#### SOURCE DATA
START
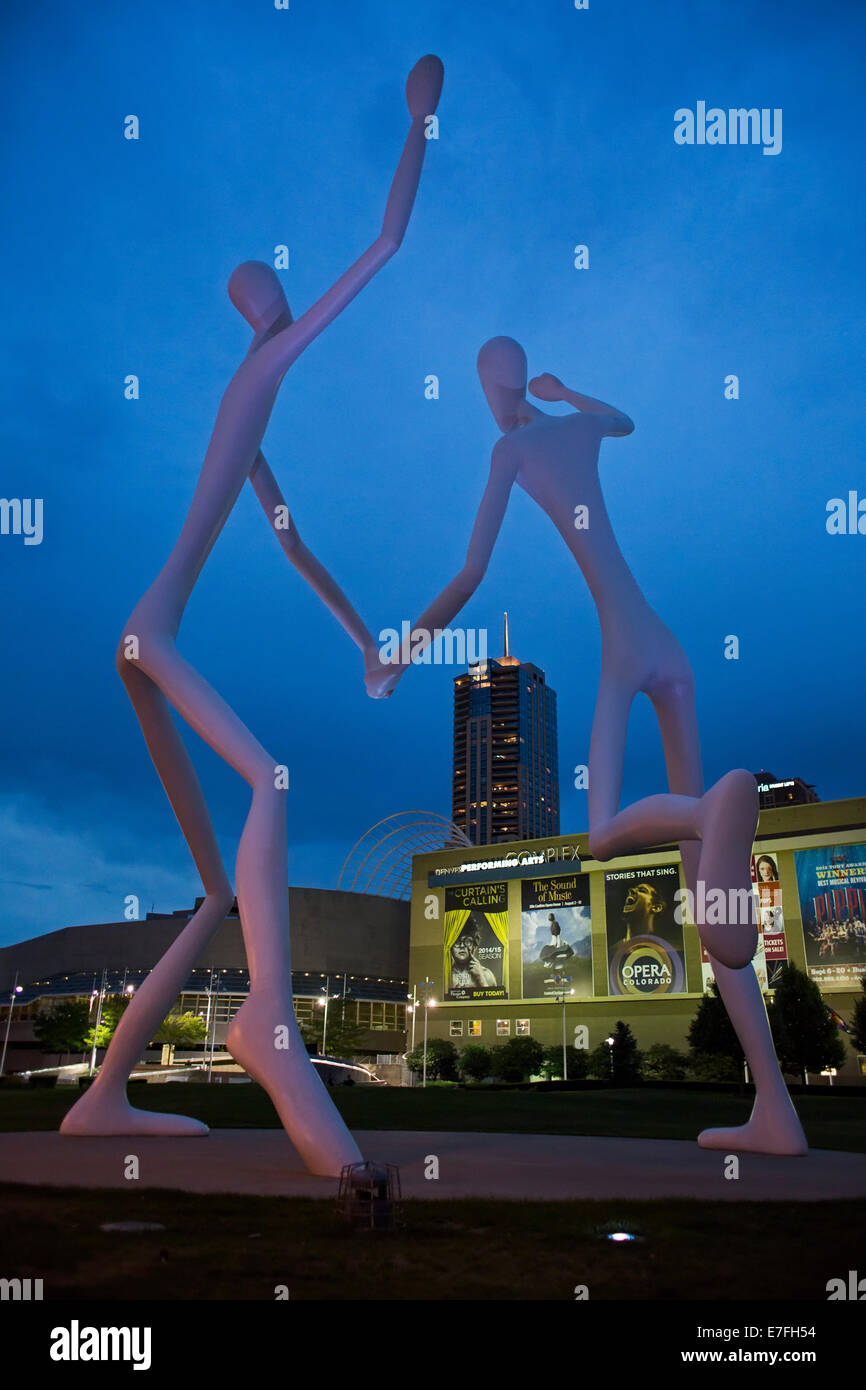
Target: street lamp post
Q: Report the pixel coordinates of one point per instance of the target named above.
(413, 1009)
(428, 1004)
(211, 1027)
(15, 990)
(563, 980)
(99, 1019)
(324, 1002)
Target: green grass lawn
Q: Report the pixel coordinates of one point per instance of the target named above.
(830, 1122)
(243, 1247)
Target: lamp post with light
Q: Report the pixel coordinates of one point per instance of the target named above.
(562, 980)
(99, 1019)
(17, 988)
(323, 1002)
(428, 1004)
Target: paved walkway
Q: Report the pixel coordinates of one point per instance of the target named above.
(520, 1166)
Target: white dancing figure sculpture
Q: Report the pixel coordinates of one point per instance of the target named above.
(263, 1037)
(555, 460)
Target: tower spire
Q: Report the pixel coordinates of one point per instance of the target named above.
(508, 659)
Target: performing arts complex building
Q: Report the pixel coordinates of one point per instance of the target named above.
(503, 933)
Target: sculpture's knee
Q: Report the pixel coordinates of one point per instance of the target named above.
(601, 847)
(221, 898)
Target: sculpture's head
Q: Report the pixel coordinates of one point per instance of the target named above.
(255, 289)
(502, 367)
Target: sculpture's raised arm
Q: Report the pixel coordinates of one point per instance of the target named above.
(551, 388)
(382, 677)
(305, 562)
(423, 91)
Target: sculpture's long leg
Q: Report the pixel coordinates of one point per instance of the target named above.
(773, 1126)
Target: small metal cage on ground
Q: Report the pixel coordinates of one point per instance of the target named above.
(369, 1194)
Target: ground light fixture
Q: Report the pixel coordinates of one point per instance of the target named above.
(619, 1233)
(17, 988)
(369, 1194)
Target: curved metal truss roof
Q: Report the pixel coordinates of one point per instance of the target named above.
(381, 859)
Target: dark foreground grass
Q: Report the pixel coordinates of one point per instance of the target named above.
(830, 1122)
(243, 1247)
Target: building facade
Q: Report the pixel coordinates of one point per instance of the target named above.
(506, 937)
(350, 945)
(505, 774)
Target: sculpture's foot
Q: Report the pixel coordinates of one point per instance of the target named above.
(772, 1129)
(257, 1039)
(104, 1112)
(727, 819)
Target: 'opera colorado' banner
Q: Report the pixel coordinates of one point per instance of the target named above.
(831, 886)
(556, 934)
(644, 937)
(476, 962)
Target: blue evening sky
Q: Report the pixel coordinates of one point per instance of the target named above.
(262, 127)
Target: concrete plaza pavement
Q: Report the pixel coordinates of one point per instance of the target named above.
END
#### TASK TO COMPLETE
Quote the records in full and exactly; skip any image.

#### EXERCISE SOLUTION
Target: street lamp post
Q: Report the pixel coordinates of one point per instance of the target named above.
(413, 1009)
(428, 1004)
(211, 1027)
(15, 990)
(563, 980)
(99, 1019)
(324, 1002)
Target: green grass lawn
Q: Report the pixel coordinates of one point per instance of the target named above.
(830, 1122)
(243, 1247)
Target: lamp post with light
Q: Report the pixel coordinates of one point per instance of the target named above.
(562, 980)
(99, 1019)
(17, 988)
(323, 1002)
(428, 1004)
Target: paved walkway
Q: Report the pixel coordinates of one point per instance of the target named above.
(520, 1166)
Target: white dancing figure sculpture
Q: Report the pixel coordinates of one point per instance of the target named above.
(263, 1037)
(555, 460)
Target: tower spire
Q: Report the pixel coordinates of one point per instance of the target named above.
(508, 659)
Target: performing arts complex building
Q: Report the pixel coordinates of one point per instance of the target named above.
(503, 933)
Target: sculpture's knee
Q: Report the pixel coordinates of one point per instance of the target named above.
(601, 847)
(221, 898)
Target: sculpture's head
Q: Report the pixel coordinates of one point per instance of the target named above.
(255, 289)
(502, 367)
Target: sculpture's raised arm
Q: Report the pixel coordinates of one point per instance of the target named above.
(551, 388)
(382, 677)
(305, 562)
(423, 91)
Target: sculpture's long leg
Q: Report the pixel coordinates of one point per instance of the target named above.
(773, 1126)
Target: small metal cage on ground
Q: Report the pixel coordinates of one point per instance of the target named above.
(369, 1194)
Target: ground light fixture
Q: Report the pixel coordinates of one point per instance of the target named above.
(619, 1233)
(17, 988)
(369, 1194)
Target: curved metal truss roof
Q: Report the pixel coordinates of one point per instance of the target named above.
(381, 859)
Target: dark foreground grass
Q: Report the pixel coordinates of one point per instance of the target named above.
(830, 1122)
(243, 1247)
Target: building facade
Q: Report the pixel coordinates of one point per instance of the target named above.
(506, 937)
(350, 945)
(505, 774)
Target: sculpture's foot
Q: Report the pixel coordinates of one point per instance of the target named above.
(772, 1129)
(257, 1039)
(104, 1112)
(727, 819)
Target: 'opera colorado' banner
Q: Report the pixel coordinates of one point per instance of the target named above.
(831, 886)
(556, 934)
(644, 937)
(476, 962)
Target: blue evening sky
Q: Report the pixel coordinates of one point per instance of the target named above.
(262, 127)
Target: concrete plaza pavement
Q: Report the pixel coordinates of one point per instance of the target named above.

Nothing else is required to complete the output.